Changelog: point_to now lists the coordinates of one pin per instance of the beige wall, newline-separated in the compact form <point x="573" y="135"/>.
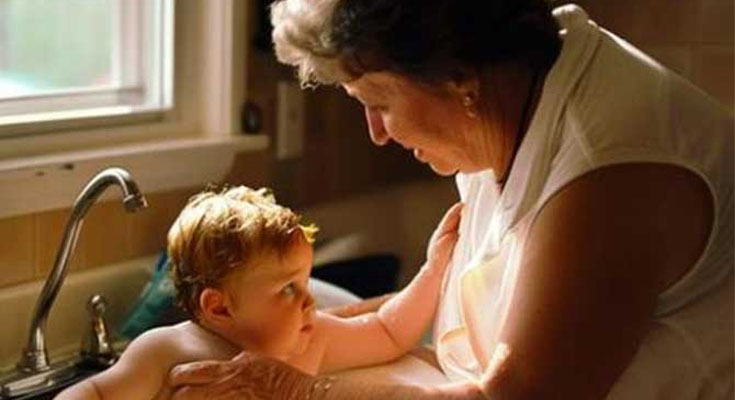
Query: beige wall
<point x="339" y="161"/>
<point x="692" y="37"/>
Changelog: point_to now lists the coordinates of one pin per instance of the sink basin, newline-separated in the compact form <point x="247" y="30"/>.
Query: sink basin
<point x="51" y="383"/>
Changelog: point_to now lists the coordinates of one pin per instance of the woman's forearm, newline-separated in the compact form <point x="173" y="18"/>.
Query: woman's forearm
<point x="84" y="390"/>
<point x="329" y="388"/>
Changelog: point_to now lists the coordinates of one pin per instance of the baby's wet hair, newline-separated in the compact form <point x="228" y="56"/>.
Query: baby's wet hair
<point x="223" y="229"/>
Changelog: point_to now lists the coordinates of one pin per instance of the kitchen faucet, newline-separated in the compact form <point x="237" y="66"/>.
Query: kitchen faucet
<point x="35" y="356"/>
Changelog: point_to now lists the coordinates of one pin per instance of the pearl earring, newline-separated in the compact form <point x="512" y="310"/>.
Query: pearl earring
<point x="468" y="102"/>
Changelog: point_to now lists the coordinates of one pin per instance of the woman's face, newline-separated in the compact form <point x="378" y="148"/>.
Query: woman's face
<point x="430" y="122"/>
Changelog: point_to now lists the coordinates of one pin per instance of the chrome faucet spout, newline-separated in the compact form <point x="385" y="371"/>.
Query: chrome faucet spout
<point x="35" y="356"/>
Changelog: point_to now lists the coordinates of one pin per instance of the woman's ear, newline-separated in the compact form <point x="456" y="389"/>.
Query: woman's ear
<point x="465" y="84"/>
<point x="214" y="307"/>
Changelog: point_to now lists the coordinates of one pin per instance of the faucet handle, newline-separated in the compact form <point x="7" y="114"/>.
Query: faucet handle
<point x="97" y="345"/>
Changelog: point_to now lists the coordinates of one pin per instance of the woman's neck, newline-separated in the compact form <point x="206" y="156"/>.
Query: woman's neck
<point x="516" y="132"/>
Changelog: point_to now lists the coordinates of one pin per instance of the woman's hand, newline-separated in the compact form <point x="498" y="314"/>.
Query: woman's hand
<point x="444" y="237"/>
<point x="245" y="377"/>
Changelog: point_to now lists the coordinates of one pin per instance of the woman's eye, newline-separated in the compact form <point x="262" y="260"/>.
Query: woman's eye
<point x="289" y="290"/>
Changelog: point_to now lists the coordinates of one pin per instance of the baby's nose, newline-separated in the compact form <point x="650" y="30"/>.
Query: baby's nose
<point x="308" y="301"/>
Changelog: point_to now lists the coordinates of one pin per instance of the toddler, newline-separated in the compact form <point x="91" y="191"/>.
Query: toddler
<point x="241" y="265"/>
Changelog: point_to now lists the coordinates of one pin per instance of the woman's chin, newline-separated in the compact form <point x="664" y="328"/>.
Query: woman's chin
<point x="442" y="170"/>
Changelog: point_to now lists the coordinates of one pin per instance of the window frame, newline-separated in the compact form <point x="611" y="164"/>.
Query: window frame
<point x="201" y="134"/>
<point x="142" y="71"/>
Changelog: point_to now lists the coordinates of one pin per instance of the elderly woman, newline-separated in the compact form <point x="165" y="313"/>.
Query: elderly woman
<point x="595" y="257"/>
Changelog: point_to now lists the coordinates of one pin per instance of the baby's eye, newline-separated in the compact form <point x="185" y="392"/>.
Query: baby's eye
<point x="289" y="290"/>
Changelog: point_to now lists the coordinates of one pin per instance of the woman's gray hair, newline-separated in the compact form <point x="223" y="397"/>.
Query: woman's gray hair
<point x="301" y="35"/>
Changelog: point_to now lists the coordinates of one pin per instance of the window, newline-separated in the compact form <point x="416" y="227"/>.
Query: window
<point x="189" y="145"/>
<point x="83" y="59"/>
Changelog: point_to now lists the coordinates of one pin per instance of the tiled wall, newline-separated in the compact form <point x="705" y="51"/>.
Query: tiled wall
<point x="692" y="37"/>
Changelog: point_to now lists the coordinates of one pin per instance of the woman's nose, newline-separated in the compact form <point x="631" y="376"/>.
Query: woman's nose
<point x="377" y="131"/>
<point x="308" y="301"/>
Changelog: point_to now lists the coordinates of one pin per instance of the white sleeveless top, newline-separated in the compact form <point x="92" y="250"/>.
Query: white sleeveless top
<point x="603" y="102"/>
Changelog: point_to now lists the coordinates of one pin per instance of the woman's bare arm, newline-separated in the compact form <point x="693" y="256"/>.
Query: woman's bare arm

> _Given task_: Copy every record above exactly, leaving out the pictures.

> _Reply_:
Changelog: point_to now lists the coordinates of one pin per instance of the beige wall, newline-separated in the compact form <point x="573" y="135"/>.
Query: beige wall
<point x="339" y="161"/>
<point x="692" y="37"/>
Changelog: point_to now lists the coordinates of one pin per instance of the sink basin, newline-separated in the compact form <point x="247" y="30"/>.
Query: sink basin
<point x="51" y="383"/>
Changelog: point_to now lists the coordinates of one pin per instance of the woman's forearm, newline-separated in the compact form <point x="173" y="18"/>.
Query: woman's forearm
<point x="84" y="390"/>
<point x="329" y="388"/>
Changelog: point_to now lists the coordinates of one pin per instance of the baby's wet hair, newline-separated in the compact form <point x="228" y="56"/>.
Query: baby's wet hair
<point x="223" y="229"/>
Changelog: point_to now lists the coordinates of one pin per instance of the kitchen faucet, newline-separated in the compact form <point x="237" y="66"/>.
Query: kitchen faucet
<point x="35" y="356"/>
Changelog: point_to now lists the coordinates of one pin per instance of the pearl earring, newline-separated in the compact form <point x="512" y="310"/>.
Query: pearl earring
<point x="468" y="102"/>
Changelog: point_to now lists the coordinates of one pin per instance of the woman's face, newline-separated in the compact form <point x="378" y="148"/>.
Query: woman's face
<point x="430" y="122"/>
Changelog: point_to now lists the coordinates of one pin per instance of the chrome faucet spout, newline-separated in the compact form <point x="385" y="371"/>.
Query: chrome faucet spout
<point x="35" y="356"/>
Changelog: point_to now lists the coordinates of one pin per instance of the woman's ear, newline-separated in the compact form <point x="456" y="389"/>.
Query: woman's ear
<point x="465" y="84"/>
<point x="214" y="307"/>
Changelog: point_to now lists the coordinates of one pin per instance of the faucet handle, newline-separated in the compact form <point x="7" y="114"/>.
Query: faucet handle
<point x="97" y="345"/>
Changelog: point_to now lists the coordinates of one pin per instance of the woman's neck, newline-separated in the compact form <point x="206" y="156"/>.
Query: woman's neck
<point x="516" y="132"/>
Changelog: point_to now lists the coordinates of one pin per instance of the woman's hand, newline-separated in the compact form <point x="498" y="314"/>.
Query: woman's hand
<point x="444" y="237"/>
<point x="245" y="377"/>
Changelog: point_to now lists the coordinates of one pin per instance of the woman's eye, newline-separated in the compact form <point x="262" y="260"/>.
Query: woman's eye
<point x="289" y="290"/>
Changelog: point_to now lists the coordinates of one pin per instance of the baby's nose, newline-separated in the compact form <point x="650" y="30"/>.
Query: baby's nose
<point x="308" y="301"/>
Changelog: point_to now lists the coordinates of one pin per instance of the toddler, newline-separated in the compact form <point x="91" y="191"/>.
Query: toddler
<point x="241" y="265"/>
Changelog: point_to now lists the coordinates of one pin per instance of the woman's chin, newline-separated in the compact form <point x="664" y="328"/>.
Query: woman's chin
<point x="442" y="170"/>
Changelog: point_to now lists the coordinates of one pin per instance of the window frame, newline-separated in the compact form <point x="611" y="164"/>.
Query: window frame
<point x="201" y="134"/>
<point x="142" y="71"/>
Changelog: point_to now lists the coordinates of one pin per instance of the elderly woman, newline-separated in the compact form <point x="165" y="313"/>.
Query: elderly woman
<point x="595" y="257"/>
Changelog: point_to now lists the coordinates of one pin per instance of the baby's eye, newline-separated in the compact form <point x="185" y="392"/>.
Query: baby's eye
<point x="289" y="290"/>
Changelog: point_to now lists the coordinates of one pin per instance of the woman's gray hair, newline-separated in the compact form <point x="223" y="397"/>.
Query: woman's gray hair
<point x="301" y="35"/>
Changelog: point_to now lists the coordinates of one pin per instance of the window, newline-separated in the compact form <point x="416" y="227"/>.
Query: window
<point x="189" y="145"/>
<point x="83" y="59"/>
Changelog: point_to now lists the coordinates of one pin per instance of the tiled wall, newline-separated in the compact form <point x="705" y="51"/>.
Query: tiled wall
<point x="692" y="37"/>
Changelog: point_to now lists the coordinates of one pin per instance of the woman's nose, newline-separated in the compact form <point x="631" y="376"/>.
Query: woman's nose
<point x="377" y="131"/>
<point x="308" y="301"/>
Changelog: point_to now lists the coordinates of one pin per instance of the white sleeveless top, newline-separated in the compact form <point x="92" y="250"/>.
Query: white sleeveless top
<point x="603" y="102"/>
Changelog: point_to now lists the coordinates of one pin per instance of the woman's bare arm, newline-separated in the compact form <point x="693" y="256"/>.
Query: woman's bare arm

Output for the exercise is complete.